#### Dataset rows on where objects appear:
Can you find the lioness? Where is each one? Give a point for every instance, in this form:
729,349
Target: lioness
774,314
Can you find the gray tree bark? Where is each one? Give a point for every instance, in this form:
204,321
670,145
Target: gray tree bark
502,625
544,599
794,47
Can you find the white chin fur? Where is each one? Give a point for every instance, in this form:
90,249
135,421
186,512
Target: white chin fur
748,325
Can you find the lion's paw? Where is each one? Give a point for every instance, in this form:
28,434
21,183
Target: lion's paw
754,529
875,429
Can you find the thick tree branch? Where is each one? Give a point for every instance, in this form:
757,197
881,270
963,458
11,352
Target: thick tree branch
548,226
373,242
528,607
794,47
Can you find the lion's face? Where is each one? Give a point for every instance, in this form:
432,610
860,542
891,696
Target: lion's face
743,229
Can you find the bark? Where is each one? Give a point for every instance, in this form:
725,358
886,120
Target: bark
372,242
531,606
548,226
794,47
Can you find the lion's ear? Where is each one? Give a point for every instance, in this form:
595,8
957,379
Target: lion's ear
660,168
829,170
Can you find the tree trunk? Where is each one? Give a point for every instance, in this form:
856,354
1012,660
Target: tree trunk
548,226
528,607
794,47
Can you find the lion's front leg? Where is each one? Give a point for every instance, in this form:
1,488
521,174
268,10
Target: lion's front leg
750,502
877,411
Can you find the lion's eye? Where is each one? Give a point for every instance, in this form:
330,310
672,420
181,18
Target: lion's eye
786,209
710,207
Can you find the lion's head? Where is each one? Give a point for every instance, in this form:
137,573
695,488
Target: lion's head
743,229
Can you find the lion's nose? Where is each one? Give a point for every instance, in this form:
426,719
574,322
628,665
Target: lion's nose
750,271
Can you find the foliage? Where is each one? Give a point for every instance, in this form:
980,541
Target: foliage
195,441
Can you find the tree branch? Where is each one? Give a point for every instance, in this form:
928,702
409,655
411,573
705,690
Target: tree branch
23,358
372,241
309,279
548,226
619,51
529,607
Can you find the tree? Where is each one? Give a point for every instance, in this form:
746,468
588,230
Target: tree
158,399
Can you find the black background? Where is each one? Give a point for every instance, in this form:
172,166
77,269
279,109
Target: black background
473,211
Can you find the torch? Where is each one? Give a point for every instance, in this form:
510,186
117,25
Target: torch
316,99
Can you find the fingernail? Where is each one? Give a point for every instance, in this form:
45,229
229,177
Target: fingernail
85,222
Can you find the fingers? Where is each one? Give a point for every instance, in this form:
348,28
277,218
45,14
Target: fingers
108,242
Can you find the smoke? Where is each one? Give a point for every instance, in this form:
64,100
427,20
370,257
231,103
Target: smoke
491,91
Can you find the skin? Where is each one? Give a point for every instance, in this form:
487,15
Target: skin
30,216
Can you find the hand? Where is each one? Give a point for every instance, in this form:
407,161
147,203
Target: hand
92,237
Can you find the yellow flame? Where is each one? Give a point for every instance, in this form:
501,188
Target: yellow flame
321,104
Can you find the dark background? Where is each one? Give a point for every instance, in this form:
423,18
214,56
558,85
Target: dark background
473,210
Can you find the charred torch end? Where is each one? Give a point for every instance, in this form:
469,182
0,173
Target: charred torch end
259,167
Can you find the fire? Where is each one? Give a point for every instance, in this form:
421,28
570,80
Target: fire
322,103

#### SET TASK:
From the line containing "Can you find the smoke?" down to the last line, reproduce the records exactly. Include both ends.

#### RESULT FOR THIS EXERCISE:
Can you find the smoke? Where is each one? Give a point for every instance, in this form:
64,100
427,20
370,257
231,103
Target: smoke
491,91
Can you find the skin? Where is each one? Give a point for every instance, in this form:
487,15
Target: skin
30,216
Can you find the hand? Where is each one? Give a point for every instance, in this form:
407,161
147,203
Target: hand
92,237
Can you find the yellow flame? Where is each one? Give a point for every instance, in this form:
501,188
Target: yellow flame
321,104
Can you find the dark background? Where is each one? Give a point for every instance, in this form:
423,18
214,56
558,85
Target: dark background
473,210
Can you find the charred torch end? Where is each one? Give a point for every instance, in this form:
469,182
0,173
Target: charred torch end
259,167
Can you find the fire? Where is each one? Give a point for every instance, in this form:
421,28
570,80
Target: fire
322,103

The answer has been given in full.